*** Data to process ***
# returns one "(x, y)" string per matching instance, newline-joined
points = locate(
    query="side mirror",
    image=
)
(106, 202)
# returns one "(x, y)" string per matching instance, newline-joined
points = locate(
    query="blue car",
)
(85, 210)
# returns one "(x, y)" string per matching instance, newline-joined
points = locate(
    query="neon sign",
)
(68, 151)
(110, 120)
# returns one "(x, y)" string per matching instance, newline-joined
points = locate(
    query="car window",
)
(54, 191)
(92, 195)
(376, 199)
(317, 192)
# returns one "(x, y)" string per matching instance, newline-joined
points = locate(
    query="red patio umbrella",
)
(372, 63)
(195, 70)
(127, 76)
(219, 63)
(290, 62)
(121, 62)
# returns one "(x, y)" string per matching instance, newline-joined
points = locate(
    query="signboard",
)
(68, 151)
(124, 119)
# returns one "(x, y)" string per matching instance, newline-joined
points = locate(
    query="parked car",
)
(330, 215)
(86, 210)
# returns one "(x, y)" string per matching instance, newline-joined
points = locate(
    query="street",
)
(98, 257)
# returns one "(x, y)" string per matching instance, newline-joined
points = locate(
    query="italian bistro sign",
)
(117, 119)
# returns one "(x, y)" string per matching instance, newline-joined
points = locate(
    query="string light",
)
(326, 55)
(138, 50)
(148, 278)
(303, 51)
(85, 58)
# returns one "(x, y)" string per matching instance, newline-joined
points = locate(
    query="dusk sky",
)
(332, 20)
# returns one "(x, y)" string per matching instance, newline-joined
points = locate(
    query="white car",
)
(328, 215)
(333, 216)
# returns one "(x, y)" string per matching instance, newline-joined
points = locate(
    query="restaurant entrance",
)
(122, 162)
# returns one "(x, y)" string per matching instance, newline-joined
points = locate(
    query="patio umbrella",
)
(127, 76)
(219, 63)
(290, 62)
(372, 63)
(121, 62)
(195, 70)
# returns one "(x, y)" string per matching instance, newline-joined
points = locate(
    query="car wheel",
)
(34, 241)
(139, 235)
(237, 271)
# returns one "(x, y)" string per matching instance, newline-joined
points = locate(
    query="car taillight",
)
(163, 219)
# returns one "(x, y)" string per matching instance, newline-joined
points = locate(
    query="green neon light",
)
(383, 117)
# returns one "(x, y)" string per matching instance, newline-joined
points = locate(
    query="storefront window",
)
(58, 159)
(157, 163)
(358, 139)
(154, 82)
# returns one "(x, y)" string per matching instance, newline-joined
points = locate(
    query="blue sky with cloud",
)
*** End of Data to process ***
• _Work instructions_: The reply should consist of the full listing, copied exactly.

• _Answer for the task_:
# returns one "(x, y)" string per matching instance, newline-joined
points = locate(
    query="side mirror",
    image=
)
(106, 202)
# returns one "(x, y)" string per matching instance, newline-joined
points = locate(
    query="blue car",
)
(85, 210)
# returns one "(x, y)" string per matching instance, newline-joined
points = locate(
    query="neon sign",
)
(68, 151)
(110, 120)
# returns one "(x, y)" string per matching instance, newline-joined
points = locate(
    query="car window",
)
(54, 191)
(92, 195)
(376, 199)
(317, 192)
# returns one "(x, y)" string per matching instance, newline-joined
points = locate(
    query="red patio umbrella",
)
(372, 63)
(195, 70)
(127, 76)
(219, 63)
(290, 62)
(121, 62)
# returns one "(x, y)" string per matching instance, newline-joined
points = locate(
    query="signboard",
)
(68, 151)
(124, 119)
# returns one "(x, y)" string per matching instance, newline-joined
points = locate(
    query="parked car",
)
(330, 215)
(86, 210)
# returns one "(x, y)" string per matching instance, newline-joined
points = locate(
    query="street",
)
(98, 257)
# returns one "(x, y)" string per matching instance, newline-joined
points = locate(
    query="italian bistro sign",
)
(117, 119)
# returns one "(x, y)" string per matching instance, newline-joined
points = locate(
    query="string light",
)
(326, 55)
(138, 50)
(148, 278)
(303, 51)
(85, 58)
# returns one "(x, y)" string per matching instance, newline-joined
points = locate(
    query="dusk sky",
)
(332, 20)
# returns one "(x, y)" string per matching instance, newline-joined
points = locate(
    query="white car",
)
(328, 215)
(333, 216)
# returns one "(x, y)" string per matching instance, newline-joined
points = locate(
    query="restaurant entrance",
)
(122, 162)
# returns one "(x, y)" string per matching instance, newline-joined
points = locate(
    query="patio umbrella",
)
(127, 76)
(219, 63)
(290, 62)
(372, 63)
(121, 62)
(195, 70)
# returns one "(x, y)" string per matching instance, newline-joined
points = locate(
    query="car wheel",
)
(34, 241)
(139, 235)
(237, 271)
# returns one "(x, y)" string per matching instance, newline-joined
points = locate(
    query="car taillight",
)
(163, 219)
# returns one "(x, y)" string per matching instance, newline-joined
points = locate(
    query="green neon light",
)
(383, 117)
# returns one "(x, y)" string per matching instance, newline-joined
points = locate(
    query="storefront window",
)
(58, 159)
(157, 163)
(358, 139)
(154, 82)
# returns one "(x, y)" string per matching instance, newline-joined
points = locate(
    query="blue sky with cloud",
)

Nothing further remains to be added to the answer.